--- Data in this exercise ---

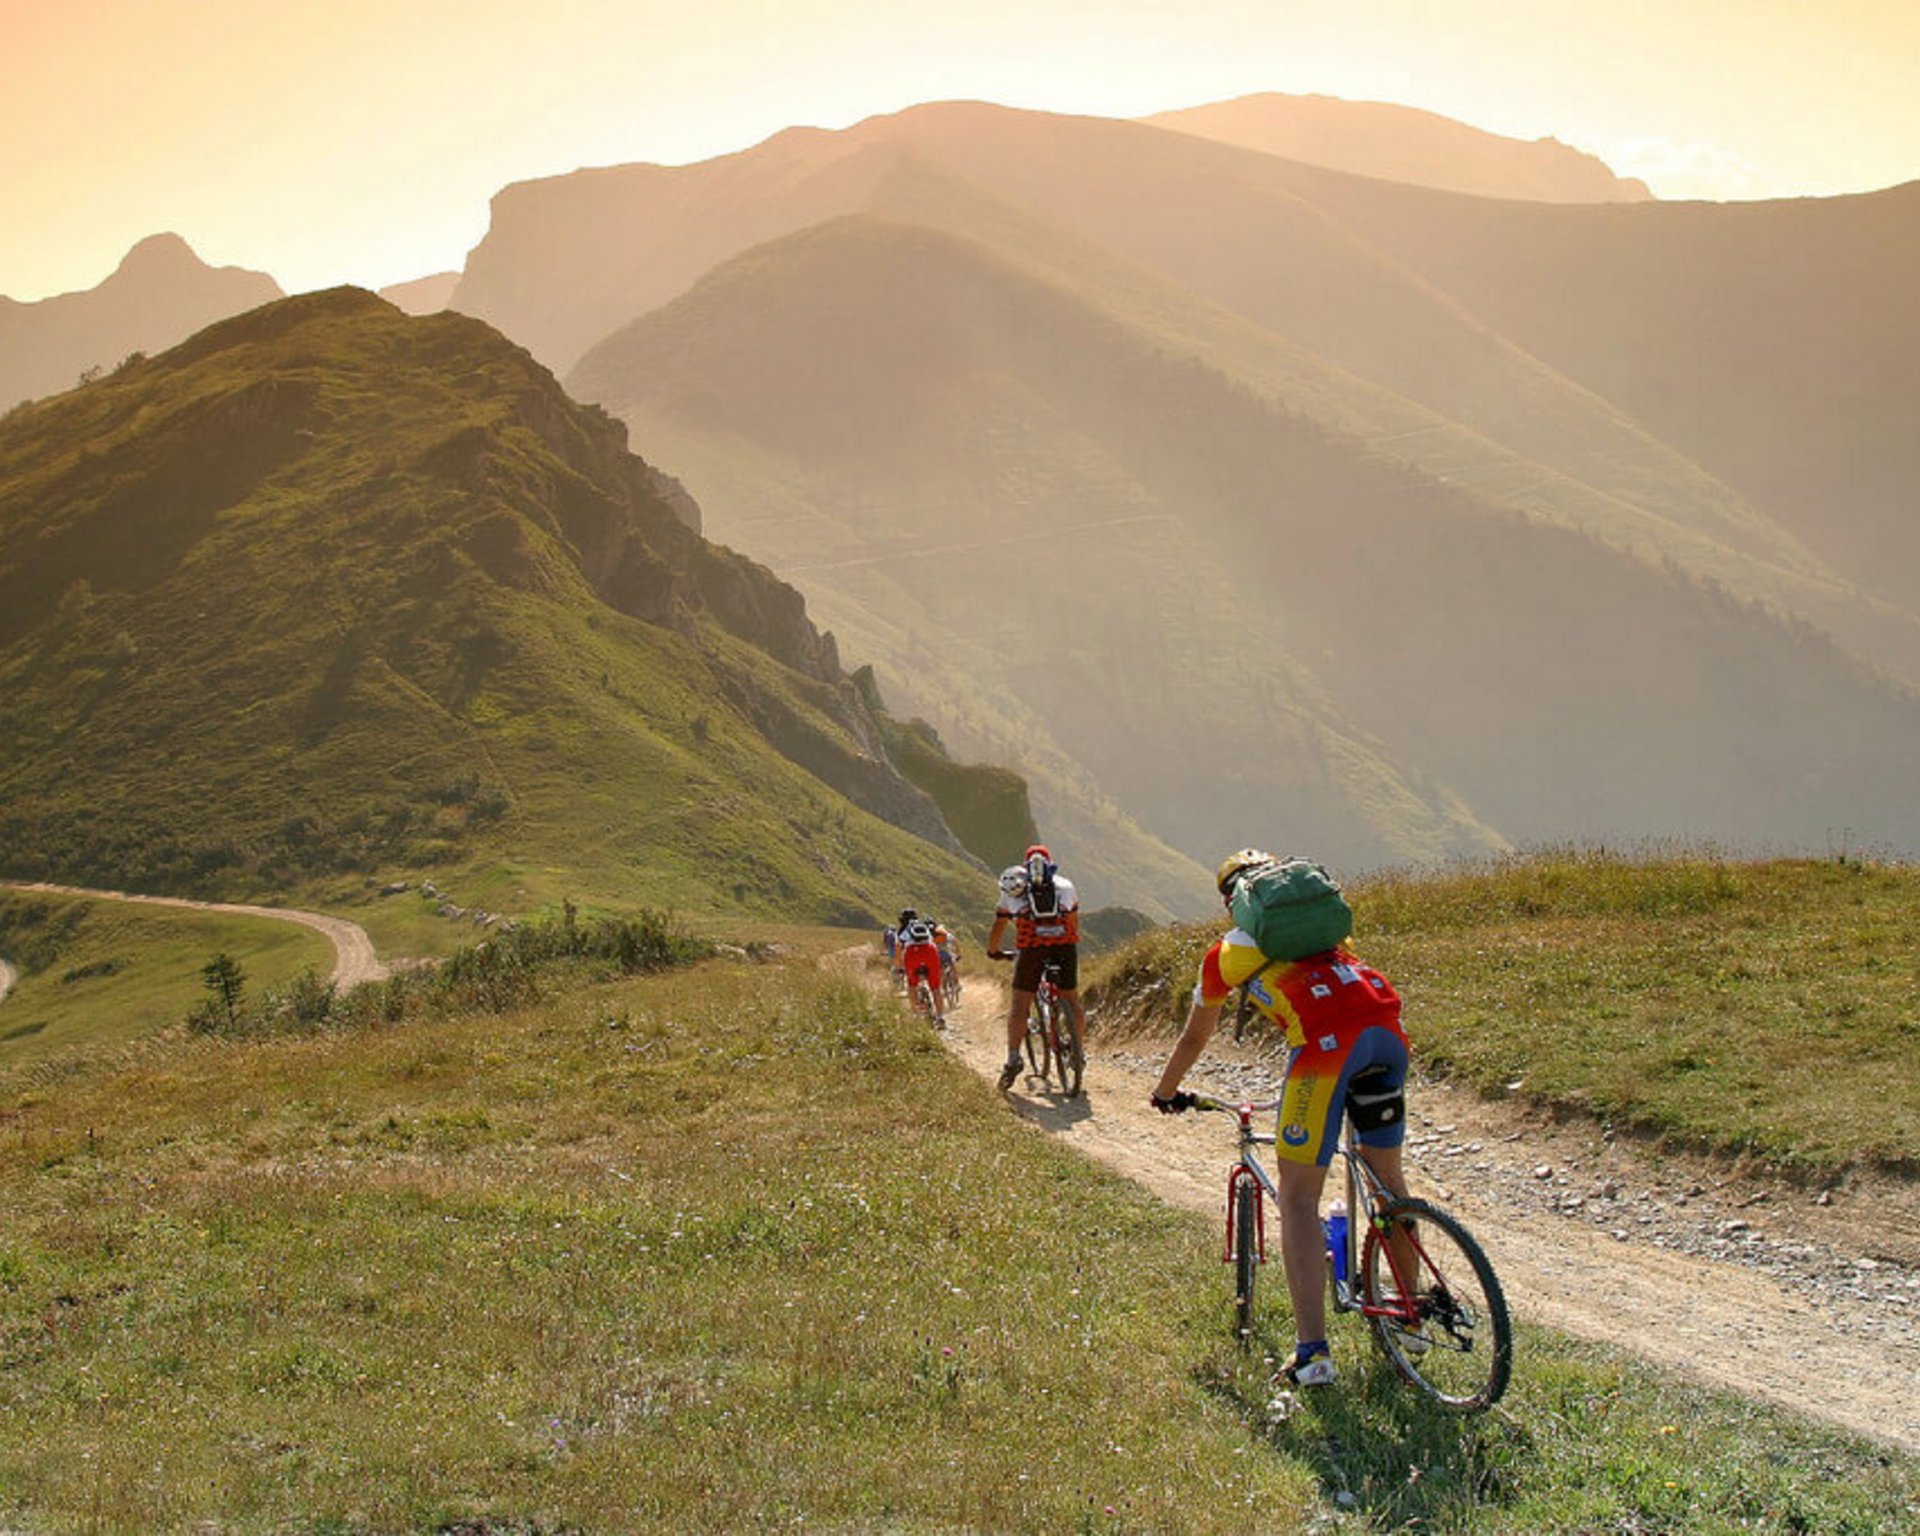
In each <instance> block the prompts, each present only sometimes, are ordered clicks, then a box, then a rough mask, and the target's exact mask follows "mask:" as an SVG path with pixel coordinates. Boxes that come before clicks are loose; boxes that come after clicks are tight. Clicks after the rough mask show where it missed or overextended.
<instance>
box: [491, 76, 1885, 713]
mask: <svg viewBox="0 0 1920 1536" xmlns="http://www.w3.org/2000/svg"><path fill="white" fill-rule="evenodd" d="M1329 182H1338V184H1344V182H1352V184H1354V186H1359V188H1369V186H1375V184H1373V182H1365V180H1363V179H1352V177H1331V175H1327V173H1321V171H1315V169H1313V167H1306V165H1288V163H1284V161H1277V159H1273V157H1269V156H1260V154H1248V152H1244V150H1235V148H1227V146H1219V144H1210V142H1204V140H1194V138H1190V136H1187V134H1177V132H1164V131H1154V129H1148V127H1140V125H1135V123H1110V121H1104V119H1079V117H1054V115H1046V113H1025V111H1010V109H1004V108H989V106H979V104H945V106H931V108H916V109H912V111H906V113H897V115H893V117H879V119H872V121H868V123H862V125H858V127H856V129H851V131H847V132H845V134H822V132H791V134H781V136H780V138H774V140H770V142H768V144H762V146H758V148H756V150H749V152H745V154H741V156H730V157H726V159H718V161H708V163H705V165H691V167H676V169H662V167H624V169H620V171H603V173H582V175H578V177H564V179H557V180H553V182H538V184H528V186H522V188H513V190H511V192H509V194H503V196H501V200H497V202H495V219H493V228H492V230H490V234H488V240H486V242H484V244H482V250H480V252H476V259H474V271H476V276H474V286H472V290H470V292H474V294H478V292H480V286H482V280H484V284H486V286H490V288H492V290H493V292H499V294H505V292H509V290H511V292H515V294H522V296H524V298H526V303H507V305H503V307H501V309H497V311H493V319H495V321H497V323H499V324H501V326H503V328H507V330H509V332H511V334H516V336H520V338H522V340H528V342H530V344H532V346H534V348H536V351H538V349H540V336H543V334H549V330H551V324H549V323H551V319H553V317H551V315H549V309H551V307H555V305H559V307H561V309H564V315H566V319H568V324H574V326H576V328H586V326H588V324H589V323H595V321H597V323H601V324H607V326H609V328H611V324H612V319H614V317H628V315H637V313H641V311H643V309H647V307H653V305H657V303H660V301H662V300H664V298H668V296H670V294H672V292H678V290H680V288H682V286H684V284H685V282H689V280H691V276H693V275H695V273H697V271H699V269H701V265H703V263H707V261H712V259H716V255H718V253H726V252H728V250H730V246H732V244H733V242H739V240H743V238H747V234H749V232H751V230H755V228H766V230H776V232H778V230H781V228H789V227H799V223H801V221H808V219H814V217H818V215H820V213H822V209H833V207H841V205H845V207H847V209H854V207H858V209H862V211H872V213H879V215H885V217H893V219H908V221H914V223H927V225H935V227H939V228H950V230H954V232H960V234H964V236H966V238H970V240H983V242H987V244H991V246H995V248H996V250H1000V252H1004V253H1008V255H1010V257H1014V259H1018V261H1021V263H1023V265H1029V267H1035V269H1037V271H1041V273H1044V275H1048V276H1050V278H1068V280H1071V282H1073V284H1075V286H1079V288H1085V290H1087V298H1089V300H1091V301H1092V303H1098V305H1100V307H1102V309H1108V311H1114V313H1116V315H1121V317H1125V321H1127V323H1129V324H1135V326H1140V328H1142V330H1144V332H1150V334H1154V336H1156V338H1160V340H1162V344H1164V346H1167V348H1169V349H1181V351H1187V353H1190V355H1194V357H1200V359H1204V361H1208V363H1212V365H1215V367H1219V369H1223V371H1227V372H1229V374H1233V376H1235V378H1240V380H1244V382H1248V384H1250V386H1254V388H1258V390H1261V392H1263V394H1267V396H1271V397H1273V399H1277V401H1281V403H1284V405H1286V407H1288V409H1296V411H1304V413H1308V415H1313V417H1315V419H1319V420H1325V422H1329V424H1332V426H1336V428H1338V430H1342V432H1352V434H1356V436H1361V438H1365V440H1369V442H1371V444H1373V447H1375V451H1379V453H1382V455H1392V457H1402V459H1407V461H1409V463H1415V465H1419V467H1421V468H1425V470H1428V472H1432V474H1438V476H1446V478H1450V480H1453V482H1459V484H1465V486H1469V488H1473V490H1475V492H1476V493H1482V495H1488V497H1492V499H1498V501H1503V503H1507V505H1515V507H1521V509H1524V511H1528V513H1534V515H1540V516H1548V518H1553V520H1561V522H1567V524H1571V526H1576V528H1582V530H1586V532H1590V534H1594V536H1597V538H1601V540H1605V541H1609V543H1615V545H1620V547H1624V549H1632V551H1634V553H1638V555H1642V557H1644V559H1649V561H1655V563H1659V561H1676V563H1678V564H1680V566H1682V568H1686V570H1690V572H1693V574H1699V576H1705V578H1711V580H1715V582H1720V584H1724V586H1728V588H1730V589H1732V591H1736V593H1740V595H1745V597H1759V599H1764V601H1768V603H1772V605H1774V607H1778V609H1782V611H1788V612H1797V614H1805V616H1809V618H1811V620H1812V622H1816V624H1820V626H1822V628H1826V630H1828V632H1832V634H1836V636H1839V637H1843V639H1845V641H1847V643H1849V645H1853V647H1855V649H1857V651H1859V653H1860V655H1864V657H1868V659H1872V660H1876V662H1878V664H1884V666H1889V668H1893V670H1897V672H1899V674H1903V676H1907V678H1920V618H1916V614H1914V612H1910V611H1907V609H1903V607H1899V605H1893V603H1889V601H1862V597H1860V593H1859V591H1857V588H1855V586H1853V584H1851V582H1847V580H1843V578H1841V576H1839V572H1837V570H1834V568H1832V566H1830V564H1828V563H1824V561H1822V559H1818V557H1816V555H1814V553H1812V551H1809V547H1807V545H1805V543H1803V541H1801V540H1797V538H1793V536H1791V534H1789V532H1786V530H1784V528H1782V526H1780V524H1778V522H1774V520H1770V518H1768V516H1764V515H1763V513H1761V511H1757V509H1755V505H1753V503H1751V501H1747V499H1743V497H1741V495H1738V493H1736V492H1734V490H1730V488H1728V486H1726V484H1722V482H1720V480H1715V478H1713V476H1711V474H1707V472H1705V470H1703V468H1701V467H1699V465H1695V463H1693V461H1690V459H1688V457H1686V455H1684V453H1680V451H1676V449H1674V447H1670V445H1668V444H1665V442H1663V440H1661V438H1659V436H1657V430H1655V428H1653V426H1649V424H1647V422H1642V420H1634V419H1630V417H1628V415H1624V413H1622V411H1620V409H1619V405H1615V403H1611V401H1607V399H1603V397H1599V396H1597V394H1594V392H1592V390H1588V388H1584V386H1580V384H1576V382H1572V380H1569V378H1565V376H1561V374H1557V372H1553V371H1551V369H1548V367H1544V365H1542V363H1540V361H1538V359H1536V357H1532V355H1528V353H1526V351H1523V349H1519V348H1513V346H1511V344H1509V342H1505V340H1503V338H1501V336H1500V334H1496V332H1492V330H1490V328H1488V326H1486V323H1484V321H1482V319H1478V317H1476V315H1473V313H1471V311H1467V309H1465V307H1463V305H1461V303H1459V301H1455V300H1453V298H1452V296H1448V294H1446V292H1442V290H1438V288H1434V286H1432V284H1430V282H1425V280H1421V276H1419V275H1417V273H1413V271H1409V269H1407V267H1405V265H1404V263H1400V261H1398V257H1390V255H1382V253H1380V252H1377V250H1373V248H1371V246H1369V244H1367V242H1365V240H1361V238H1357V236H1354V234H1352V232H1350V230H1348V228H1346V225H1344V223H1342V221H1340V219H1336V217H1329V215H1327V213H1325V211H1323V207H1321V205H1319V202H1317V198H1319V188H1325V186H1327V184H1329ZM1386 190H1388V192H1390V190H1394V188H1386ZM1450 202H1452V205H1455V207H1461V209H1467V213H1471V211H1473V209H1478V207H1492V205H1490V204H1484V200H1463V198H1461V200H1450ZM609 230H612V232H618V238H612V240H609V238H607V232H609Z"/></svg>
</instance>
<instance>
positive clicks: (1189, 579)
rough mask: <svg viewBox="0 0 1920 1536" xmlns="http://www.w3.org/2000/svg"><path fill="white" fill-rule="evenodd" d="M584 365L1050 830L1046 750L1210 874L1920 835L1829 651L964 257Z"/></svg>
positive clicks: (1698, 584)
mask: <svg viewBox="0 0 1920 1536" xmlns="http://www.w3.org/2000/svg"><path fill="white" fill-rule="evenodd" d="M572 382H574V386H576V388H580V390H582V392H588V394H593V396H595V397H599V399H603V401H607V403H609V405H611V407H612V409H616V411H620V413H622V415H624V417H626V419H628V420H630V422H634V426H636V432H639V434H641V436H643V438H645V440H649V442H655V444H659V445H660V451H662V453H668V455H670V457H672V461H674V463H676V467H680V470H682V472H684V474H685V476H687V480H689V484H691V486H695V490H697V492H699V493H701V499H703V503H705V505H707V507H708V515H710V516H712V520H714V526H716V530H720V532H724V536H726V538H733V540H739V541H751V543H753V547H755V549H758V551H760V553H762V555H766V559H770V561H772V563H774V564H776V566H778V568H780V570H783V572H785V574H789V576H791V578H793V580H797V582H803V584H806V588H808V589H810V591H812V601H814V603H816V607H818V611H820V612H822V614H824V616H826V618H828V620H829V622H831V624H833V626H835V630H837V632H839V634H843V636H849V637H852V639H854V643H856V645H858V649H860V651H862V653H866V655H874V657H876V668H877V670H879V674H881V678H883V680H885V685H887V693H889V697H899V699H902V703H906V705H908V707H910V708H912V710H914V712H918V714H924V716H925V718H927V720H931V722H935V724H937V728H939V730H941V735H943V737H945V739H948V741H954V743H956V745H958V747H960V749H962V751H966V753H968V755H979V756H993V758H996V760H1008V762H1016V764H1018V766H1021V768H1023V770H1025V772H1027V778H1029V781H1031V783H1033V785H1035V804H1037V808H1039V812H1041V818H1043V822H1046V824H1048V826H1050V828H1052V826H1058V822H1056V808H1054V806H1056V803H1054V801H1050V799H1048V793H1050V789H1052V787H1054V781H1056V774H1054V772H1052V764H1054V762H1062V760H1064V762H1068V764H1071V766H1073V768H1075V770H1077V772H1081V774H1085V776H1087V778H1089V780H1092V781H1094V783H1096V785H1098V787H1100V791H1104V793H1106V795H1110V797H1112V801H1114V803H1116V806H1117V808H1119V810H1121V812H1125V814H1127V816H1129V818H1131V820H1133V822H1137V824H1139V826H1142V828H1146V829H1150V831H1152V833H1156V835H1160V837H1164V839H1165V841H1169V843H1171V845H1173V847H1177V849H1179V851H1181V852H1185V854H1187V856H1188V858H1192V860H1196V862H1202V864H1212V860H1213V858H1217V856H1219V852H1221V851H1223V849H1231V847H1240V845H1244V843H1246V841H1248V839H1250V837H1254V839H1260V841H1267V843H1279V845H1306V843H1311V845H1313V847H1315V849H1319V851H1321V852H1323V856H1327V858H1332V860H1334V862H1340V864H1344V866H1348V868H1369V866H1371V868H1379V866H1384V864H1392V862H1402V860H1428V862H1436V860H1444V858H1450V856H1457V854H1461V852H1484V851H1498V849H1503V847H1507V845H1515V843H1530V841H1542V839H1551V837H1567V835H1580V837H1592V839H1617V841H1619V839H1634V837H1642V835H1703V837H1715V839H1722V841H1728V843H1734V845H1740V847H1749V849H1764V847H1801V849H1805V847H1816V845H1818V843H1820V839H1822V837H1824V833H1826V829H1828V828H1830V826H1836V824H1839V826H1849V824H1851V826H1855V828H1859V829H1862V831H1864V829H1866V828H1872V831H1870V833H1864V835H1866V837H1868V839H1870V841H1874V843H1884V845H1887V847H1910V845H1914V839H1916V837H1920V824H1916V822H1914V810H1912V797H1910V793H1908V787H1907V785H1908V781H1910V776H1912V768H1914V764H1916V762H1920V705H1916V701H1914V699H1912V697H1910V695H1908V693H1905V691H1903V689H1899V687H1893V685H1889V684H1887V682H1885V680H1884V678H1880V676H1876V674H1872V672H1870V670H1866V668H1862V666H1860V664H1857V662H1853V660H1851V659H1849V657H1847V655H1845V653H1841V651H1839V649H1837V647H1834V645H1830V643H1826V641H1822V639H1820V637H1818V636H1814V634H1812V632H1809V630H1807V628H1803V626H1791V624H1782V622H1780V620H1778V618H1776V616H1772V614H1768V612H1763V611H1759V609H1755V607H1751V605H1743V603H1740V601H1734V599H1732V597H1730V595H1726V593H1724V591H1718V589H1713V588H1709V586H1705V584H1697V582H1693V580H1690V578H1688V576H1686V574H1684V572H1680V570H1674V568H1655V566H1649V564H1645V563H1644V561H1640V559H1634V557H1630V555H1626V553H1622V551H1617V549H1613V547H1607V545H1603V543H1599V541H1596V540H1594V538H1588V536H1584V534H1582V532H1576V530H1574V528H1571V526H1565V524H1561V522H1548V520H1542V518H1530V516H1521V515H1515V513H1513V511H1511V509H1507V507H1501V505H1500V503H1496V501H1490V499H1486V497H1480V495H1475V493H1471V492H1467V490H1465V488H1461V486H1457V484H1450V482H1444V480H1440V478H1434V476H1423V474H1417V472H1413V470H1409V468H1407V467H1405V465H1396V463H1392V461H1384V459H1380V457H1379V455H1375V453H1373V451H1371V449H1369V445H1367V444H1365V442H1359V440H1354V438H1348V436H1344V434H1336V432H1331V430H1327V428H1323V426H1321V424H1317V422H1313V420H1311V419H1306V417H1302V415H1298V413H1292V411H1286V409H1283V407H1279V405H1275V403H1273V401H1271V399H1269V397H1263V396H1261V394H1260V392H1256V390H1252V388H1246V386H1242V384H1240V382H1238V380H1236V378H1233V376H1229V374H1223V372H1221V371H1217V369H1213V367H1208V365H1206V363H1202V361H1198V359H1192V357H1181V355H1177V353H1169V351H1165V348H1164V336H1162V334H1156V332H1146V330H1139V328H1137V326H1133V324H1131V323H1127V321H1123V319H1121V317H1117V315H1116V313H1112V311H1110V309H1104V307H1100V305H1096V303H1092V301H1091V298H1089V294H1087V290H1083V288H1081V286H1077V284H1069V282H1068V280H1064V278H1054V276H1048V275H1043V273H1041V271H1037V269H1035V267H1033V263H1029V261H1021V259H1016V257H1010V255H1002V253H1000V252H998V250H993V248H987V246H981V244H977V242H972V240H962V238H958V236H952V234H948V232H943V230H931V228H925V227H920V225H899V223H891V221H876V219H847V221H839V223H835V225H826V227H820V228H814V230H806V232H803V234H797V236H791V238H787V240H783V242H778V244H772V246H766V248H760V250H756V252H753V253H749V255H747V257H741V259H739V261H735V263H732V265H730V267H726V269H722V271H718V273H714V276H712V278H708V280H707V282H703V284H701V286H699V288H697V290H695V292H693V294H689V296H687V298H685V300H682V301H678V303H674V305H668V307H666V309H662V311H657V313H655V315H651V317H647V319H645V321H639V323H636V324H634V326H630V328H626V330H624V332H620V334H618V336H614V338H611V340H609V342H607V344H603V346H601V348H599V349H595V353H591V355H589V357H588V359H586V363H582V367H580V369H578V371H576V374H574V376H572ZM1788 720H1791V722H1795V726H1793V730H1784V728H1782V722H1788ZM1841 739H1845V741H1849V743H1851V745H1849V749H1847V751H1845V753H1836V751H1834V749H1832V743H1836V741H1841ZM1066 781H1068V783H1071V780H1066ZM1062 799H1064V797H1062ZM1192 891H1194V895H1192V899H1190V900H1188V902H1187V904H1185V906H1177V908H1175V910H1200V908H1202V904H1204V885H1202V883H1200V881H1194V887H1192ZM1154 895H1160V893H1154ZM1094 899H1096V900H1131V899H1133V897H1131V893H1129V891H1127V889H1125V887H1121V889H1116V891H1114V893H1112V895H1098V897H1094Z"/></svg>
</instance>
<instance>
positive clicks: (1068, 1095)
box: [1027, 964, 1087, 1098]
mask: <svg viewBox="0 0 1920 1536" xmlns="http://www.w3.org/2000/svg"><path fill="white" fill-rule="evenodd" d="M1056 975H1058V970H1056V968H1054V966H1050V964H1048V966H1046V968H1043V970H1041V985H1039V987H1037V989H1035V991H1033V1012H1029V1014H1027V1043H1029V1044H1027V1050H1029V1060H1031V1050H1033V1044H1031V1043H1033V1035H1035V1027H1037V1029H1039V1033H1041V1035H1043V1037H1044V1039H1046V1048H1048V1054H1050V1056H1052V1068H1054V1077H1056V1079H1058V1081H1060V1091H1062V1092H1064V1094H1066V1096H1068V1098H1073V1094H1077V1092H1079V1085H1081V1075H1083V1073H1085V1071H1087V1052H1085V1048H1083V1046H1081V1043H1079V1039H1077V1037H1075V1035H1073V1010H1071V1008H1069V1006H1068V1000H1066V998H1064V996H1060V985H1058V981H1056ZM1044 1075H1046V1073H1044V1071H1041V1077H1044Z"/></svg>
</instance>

---

- [What you are asked to do]:
Starting at the beginning of the rows and ending at the line that contains "box: [491, 76, 1885, 713]", lay out each line as one string in a JSON list, skipping blank lines. Leave the pictures out.

- [Result of the exercise]:
[
  "In each <instance> block the prompts, each present only sometimes, are ordered clicks, then a box, then a rough mask, and the target's exact mask follows \"mask:\" as an SVG path with pixel coordinates. Boxes that come before clicks are loose; boxes that come after clicks are tight. Clicks after the rough mask show where it missed or overextended.",
  "<instance>",
  "box: [491, 76, 1885, 713]"
]